#### [What is required]
Count the lines in the records below that contain the string "grille", and reply with that number only.

#### [Extracted data]
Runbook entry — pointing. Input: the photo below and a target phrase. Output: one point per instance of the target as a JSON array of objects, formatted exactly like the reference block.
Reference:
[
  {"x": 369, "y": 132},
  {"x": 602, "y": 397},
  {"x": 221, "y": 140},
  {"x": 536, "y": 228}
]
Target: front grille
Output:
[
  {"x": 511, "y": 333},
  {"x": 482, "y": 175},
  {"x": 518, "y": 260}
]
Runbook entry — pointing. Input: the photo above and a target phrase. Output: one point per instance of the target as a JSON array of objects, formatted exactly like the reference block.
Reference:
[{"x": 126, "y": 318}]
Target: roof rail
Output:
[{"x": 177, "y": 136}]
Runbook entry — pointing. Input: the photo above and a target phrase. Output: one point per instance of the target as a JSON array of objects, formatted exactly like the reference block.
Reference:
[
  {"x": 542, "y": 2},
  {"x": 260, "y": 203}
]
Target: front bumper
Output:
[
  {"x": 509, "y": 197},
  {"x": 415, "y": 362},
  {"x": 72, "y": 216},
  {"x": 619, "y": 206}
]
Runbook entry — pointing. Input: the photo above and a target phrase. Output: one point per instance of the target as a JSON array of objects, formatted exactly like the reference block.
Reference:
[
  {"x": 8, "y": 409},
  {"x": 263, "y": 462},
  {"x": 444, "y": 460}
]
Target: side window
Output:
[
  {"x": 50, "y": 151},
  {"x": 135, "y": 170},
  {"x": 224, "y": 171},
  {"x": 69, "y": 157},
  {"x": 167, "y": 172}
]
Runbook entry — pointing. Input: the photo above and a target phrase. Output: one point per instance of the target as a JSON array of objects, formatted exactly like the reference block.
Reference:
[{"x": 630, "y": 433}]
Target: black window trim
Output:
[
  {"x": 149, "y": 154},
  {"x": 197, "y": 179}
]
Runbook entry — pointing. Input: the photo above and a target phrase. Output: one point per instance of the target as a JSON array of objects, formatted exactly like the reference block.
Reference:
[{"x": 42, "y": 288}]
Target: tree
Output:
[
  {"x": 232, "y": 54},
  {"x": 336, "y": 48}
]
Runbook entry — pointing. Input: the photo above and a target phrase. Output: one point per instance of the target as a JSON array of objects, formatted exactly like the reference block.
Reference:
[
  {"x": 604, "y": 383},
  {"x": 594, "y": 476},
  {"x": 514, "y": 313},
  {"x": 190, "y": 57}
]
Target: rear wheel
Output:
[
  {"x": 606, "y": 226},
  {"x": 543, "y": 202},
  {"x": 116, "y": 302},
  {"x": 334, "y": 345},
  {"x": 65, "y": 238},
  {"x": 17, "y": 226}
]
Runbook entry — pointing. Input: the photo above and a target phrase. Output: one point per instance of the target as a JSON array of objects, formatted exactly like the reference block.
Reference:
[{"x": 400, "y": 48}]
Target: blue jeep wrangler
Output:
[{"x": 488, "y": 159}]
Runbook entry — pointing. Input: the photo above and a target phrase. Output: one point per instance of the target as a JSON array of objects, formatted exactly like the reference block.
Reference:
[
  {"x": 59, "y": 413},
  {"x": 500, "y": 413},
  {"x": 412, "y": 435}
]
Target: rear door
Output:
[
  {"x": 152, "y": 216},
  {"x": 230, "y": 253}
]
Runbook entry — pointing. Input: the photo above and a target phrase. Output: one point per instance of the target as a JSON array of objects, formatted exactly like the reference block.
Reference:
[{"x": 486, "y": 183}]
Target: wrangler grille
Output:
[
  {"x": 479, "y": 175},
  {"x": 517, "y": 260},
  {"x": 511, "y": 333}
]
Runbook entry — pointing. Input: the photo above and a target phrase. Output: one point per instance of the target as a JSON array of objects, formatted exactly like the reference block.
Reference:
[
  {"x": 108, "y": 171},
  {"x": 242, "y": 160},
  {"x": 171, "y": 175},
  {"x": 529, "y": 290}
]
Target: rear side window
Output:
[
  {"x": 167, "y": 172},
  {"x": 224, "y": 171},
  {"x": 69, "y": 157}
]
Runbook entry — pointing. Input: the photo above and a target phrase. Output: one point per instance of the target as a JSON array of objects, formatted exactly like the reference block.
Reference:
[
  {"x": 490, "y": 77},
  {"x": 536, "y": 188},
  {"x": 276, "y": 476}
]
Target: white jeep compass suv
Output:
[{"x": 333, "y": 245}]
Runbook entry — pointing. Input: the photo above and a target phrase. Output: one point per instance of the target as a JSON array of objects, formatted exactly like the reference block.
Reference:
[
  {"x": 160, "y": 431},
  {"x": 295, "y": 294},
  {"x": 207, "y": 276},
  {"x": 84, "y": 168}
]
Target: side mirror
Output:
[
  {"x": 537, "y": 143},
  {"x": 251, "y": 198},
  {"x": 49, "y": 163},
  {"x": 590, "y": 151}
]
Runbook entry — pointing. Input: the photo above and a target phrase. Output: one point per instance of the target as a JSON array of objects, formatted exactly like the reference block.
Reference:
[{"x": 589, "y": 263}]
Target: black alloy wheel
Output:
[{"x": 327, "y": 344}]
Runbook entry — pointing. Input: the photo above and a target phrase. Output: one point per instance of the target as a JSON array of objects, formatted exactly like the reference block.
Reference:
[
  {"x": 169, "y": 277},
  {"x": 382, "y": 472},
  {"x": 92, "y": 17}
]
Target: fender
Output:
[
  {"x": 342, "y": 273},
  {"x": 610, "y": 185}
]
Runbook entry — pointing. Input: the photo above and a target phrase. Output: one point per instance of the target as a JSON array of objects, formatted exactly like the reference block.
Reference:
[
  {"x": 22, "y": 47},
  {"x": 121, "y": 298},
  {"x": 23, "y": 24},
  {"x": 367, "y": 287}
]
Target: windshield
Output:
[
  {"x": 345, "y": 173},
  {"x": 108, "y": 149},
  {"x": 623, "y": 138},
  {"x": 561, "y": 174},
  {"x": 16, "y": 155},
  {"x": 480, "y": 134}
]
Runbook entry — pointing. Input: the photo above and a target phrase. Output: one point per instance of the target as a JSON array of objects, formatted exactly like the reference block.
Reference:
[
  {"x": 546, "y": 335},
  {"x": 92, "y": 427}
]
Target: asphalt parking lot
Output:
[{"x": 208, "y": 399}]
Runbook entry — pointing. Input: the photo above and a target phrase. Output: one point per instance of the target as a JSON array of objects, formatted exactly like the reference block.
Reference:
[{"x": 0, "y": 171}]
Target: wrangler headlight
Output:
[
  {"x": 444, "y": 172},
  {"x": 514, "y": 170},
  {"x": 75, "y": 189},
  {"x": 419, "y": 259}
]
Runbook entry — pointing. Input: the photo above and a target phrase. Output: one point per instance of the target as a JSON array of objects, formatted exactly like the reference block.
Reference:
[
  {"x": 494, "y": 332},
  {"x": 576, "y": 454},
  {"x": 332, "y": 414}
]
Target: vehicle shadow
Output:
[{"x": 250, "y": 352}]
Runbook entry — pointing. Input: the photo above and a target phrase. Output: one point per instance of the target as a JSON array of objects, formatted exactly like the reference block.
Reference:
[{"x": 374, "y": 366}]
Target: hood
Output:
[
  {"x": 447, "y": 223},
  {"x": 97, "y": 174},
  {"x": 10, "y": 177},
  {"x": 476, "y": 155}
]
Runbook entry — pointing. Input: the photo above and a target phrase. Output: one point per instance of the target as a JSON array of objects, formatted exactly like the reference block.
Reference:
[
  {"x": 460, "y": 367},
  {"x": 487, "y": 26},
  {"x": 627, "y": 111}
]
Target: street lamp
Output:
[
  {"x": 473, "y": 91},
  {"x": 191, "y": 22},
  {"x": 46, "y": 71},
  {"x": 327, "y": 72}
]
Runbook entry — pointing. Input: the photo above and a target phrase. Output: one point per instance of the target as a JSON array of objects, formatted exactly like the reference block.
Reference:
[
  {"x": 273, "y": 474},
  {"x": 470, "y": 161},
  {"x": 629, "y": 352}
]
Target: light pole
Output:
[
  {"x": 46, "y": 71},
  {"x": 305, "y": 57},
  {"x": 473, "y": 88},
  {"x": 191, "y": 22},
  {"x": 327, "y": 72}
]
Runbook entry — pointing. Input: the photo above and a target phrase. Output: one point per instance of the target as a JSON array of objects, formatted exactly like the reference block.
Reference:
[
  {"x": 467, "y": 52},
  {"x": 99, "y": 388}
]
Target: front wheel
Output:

#### [Answer to the problem]
2